Start of STUDY MATERIAL

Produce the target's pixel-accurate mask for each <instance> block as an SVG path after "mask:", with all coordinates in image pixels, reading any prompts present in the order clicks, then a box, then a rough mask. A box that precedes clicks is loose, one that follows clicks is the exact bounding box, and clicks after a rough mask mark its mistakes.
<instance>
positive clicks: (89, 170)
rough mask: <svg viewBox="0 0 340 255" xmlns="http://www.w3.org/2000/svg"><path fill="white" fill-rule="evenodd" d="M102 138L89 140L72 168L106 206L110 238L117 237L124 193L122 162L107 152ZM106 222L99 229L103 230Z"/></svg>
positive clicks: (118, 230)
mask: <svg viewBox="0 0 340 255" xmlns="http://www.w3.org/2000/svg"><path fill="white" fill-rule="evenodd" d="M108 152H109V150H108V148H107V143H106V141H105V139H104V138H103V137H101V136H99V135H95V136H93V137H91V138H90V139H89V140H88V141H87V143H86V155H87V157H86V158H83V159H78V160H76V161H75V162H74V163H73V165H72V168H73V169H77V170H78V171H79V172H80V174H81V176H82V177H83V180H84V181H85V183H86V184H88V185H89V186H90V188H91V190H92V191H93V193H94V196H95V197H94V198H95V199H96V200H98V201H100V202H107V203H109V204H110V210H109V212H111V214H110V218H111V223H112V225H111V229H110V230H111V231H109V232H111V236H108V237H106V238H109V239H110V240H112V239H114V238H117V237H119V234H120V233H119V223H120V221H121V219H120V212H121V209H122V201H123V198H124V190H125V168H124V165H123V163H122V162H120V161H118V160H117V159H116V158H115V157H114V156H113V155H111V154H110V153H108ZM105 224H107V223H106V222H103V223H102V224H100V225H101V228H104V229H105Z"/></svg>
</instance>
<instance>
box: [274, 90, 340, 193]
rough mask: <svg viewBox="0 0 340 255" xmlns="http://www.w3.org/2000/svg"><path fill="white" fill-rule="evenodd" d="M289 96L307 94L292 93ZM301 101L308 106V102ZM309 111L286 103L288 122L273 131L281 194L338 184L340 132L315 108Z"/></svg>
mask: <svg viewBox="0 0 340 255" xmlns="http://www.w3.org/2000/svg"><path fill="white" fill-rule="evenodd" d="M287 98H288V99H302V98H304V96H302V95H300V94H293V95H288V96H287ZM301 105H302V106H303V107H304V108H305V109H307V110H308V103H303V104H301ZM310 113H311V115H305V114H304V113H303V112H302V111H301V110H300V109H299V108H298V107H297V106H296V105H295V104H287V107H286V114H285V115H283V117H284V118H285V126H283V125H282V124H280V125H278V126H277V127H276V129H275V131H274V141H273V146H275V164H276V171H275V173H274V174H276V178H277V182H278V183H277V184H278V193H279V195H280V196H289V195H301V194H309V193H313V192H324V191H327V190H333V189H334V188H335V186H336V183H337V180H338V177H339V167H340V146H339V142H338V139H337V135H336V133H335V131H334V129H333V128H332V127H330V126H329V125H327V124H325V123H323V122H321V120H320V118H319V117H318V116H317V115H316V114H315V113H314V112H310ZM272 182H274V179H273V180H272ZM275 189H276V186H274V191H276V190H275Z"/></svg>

End of STUDY MATERIAL

» WHAT IS NEEDED: Every line of the listing that holds "instance" should be found and copied.

» SOLVED PROBLEM:
Produce the target's pixel-accurate mask for each <instance> block as an SVG path after "mask:", with all coordinates in image pixels, reading any prompts present in the order clicks, then a box, then a rough mask. A box that precedes clicks is loose, one that follows clicks is the exact bounding box, and clicks after a rough mask mark its mistakes.
<instance>
</instance>
<instance>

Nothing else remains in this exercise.